#### [What is expected]
Collect every line in the listing below that contains the string "duck". Letter case counts.
-------- Data provided
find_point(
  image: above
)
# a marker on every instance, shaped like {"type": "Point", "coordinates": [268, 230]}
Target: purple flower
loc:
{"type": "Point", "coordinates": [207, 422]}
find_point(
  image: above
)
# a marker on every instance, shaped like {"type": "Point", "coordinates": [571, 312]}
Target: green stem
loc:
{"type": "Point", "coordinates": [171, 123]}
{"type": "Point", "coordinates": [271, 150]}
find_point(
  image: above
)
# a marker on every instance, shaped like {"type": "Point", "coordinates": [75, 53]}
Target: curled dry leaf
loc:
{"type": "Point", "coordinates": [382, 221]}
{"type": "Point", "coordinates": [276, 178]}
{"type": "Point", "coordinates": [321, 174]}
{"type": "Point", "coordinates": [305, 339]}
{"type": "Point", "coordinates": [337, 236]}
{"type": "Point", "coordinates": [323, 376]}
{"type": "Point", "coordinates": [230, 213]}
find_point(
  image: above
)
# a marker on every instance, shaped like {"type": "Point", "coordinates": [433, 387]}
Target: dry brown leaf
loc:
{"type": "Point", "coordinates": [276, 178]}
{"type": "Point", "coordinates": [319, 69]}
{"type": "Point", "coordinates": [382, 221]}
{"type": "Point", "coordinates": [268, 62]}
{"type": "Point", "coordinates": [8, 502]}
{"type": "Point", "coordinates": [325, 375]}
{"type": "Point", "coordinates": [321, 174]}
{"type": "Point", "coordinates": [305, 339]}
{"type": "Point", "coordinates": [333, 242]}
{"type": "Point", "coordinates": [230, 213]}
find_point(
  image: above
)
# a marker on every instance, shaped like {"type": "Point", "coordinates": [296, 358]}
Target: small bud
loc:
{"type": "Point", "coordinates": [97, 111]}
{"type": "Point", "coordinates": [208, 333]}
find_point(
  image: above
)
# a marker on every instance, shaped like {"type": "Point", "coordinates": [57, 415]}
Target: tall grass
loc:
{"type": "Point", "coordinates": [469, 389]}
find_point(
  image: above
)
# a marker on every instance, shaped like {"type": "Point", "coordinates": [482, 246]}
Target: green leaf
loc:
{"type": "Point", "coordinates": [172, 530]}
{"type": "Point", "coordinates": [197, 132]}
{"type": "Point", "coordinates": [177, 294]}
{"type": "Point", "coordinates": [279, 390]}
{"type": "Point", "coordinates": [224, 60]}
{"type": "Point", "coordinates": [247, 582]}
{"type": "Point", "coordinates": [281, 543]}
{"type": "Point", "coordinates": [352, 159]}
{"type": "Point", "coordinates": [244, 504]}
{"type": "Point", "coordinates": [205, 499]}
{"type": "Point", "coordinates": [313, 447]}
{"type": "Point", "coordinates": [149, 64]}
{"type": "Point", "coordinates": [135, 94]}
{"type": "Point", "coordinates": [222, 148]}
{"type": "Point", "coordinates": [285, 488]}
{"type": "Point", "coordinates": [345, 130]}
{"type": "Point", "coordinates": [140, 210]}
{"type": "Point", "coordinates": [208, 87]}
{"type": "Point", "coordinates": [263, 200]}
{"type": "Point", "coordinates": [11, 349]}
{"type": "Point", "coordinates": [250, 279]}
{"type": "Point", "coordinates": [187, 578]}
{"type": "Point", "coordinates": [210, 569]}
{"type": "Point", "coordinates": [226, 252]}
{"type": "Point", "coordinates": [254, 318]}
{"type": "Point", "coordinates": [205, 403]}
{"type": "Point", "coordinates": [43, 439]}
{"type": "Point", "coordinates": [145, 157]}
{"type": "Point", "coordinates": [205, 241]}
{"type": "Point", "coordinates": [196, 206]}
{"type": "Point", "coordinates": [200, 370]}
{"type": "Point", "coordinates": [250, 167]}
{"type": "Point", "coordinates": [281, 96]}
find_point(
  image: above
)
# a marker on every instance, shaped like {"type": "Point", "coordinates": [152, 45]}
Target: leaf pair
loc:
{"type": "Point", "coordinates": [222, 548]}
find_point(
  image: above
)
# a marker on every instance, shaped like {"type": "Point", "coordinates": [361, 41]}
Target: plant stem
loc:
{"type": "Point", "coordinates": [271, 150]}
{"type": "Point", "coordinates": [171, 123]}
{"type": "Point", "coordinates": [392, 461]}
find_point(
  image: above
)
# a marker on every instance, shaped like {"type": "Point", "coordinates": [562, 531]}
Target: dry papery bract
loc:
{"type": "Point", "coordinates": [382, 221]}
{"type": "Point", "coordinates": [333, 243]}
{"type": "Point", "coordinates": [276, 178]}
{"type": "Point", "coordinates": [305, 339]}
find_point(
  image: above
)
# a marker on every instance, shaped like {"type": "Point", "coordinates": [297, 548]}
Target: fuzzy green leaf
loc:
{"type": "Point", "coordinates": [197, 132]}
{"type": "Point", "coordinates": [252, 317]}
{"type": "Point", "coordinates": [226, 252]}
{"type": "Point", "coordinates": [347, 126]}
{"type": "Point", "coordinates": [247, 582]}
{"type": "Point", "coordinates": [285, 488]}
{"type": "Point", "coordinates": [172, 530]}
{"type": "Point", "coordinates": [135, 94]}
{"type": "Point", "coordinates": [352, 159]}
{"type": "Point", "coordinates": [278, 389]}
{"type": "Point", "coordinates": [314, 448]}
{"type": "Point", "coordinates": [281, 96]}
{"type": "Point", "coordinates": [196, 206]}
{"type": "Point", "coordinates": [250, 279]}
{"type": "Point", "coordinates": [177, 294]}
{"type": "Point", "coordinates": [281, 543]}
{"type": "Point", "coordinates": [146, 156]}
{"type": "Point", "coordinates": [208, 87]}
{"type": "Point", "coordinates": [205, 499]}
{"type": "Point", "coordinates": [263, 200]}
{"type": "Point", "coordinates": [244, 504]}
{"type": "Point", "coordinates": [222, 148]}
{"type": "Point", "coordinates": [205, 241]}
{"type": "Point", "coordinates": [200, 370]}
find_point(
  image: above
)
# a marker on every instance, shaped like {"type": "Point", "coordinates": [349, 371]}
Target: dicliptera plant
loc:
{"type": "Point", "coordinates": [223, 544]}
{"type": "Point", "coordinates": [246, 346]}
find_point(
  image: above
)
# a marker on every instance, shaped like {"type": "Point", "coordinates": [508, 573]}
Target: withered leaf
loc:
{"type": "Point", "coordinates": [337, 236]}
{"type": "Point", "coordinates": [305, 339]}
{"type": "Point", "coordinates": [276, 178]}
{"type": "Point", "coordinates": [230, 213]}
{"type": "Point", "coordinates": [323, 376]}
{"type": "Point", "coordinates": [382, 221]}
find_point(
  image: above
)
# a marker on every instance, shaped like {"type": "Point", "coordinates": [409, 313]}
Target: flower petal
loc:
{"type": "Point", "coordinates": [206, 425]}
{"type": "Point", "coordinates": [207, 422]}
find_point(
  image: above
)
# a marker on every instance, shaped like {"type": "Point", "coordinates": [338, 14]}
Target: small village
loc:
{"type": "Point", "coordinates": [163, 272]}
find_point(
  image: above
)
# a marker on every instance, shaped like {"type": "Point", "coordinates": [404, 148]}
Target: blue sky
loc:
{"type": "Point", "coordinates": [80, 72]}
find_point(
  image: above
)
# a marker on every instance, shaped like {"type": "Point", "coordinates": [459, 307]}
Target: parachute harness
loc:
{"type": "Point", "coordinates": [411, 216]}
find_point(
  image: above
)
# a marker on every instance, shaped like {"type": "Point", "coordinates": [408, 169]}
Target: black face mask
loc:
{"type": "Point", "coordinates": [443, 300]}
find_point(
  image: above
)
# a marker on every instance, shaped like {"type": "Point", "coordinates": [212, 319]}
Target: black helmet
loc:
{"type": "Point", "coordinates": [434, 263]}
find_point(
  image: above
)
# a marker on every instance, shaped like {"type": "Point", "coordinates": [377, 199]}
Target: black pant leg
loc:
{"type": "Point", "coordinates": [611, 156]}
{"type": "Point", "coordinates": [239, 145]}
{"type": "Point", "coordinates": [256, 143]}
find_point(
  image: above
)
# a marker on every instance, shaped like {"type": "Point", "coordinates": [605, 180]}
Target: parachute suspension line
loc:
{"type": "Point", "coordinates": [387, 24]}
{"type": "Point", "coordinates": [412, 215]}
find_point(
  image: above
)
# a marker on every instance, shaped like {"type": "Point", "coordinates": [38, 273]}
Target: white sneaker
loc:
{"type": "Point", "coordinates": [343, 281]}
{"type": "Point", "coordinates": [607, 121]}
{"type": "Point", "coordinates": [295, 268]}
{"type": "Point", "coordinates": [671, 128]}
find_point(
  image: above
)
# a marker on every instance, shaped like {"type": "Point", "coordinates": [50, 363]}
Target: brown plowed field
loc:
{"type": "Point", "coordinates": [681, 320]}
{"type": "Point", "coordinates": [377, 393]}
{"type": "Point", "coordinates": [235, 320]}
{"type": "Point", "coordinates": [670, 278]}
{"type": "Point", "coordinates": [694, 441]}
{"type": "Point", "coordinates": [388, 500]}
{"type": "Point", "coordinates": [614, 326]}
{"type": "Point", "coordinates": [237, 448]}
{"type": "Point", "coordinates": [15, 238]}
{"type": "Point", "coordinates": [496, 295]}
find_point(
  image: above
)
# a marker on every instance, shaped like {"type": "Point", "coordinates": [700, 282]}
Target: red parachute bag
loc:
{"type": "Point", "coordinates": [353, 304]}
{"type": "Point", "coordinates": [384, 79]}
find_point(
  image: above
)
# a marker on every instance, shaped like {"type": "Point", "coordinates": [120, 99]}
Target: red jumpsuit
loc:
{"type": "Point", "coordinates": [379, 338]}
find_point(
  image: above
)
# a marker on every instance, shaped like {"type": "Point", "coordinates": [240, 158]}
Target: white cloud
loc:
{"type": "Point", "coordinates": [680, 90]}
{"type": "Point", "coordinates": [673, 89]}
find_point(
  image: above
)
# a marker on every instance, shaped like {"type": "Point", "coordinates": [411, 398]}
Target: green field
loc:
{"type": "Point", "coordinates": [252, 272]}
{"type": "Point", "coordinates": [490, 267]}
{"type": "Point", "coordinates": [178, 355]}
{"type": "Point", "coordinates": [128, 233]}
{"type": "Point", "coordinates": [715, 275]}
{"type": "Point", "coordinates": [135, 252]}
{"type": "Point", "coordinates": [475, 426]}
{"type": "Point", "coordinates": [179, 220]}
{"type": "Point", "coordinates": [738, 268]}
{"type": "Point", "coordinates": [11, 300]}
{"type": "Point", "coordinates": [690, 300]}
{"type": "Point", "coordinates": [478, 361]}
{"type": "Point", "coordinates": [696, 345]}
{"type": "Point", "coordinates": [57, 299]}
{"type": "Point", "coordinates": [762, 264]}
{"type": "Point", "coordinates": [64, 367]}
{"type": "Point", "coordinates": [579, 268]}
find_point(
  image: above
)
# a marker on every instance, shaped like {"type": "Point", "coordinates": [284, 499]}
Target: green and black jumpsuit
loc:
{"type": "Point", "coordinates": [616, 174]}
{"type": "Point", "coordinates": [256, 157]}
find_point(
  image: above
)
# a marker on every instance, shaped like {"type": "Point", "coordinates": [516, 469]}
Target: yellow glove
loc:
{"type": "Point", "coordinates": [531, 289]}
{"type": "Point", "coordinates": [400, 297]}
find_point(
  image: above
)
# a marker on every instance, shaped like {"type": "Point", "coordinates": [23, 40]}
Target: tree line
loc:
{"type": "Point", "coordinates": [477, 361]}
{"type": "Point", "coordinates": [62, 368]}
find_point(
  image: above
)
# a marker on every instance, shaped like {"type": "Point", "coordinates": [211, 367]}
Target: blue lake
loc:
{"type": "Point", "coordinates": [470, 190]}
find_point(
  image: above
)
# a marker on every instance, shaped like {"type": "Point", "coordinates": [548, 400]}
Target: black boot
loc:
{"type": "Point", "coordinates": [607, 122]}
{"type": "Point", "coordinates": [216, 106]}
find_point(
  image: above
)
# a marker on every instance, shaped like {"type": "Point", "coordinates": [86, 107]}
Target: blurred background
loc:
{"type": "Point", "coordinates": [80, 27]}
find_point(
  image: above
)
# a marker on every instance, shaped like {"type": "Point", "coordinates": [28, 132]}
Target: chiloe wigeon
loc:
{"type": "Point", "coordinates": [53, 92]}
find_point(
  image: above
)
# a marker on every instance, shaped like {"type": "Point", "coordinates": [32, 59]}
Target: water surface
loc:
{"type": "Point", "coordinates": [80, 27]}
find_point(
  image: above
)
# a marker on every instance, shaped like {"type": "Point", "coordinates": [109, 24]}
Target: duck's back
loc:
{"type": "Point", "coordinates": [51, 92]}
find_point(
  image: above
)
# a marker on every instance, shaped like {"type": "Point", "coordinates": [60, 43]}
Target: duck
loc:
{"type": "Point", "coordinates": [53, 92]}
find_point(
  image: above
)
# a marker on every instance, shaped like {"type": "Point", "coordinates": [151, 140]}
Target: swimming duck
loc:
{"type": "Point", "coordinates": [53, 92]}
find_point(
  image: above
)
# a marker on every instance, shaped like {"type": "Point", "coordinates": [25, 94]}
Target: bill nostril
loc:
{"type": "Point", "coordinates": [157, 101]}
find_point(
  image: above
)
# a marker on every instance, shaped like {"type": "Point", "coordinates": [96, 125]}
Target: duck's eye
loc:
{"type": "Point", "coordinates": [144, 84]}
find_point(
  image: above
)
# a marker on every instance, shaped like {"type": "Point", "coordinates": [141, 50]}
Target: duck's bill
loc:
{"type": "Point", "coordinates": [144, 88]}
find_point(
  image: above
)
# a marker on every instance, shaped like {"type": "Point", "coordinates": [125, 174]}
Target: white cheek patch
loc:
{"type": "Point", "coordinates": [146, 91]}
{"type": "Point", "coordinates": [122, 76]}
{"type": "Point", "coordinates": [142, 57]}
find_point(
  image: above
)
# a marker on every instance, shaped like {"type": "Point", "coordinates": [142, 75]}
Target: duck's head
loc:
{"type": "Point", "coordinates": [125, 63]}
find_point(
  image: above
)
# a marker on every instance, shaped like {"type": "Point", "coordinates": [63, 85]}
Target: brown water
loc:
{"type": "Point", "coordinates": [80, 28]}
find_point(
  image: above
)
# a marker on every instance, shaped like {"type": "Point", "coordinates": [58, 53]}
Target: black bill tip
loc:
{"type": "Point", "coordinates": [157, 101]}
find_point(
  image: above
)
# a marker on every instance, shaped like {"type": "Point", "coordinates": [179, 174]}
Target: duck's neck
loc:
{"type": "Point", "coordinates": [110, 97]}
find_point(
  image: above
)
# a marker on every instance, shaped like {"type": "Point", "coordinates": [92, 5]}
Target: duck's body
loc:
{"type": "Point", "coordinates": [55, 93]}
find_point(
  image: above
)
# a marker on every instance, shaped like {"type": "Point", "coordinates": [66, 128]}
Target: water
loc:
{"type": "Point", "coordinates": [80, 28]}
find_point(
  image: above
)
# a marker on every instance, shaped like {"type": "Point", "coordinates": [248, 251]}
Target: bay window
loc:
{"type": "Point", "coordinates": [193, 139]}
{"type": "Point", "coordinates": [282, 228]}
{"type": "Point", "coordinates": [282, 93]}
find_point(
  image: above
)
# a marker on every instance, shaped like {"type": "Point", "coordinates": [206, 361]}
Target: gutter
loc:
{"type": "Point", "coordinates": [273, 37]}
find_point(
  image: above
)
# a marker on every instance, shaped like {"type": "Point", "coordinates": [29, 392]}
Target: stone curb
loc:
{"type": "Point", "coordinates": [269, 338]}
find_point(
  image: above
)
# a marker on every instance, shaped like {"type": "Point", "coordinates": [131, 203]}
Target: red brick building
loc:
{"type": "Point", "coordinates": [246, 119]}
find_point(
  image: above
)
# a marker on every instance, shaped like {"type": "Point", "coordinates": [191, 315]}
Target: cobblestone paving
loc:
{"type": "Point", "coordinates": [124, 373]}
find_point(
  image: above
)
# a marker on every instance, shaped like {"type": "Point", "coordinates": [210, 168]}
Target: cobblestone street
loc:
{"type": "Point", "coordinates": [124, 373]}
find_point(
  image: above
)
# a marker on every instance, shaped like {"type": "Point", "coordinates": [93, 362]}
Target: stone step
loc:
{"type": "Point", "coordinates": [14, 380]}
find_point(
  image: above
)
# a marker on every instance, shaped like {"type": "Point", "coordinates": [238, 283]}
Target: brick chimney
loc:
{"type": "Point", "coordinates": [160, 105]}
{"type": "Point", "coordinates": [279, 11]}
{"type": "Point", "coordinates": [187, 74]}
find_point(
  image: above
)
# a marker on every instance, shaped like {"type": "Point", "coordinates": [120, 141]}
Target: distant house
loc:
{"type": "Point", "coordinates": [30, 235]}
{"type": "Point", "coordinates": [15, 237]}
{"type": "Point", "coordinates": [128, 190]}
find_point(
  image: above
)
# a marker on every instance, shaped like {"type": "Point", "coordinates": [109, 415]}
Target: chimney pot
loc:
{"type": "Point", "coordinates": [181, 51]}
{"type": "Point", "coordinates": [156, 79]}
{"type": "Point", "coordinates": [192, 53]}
----------------
#### [Finished task]
Target: duck's back
Target: duck
Target: swimming duck
Target: duck's eye
Target: duck's bill
Target: duck's head
Target: duck's neck
Target: duck's body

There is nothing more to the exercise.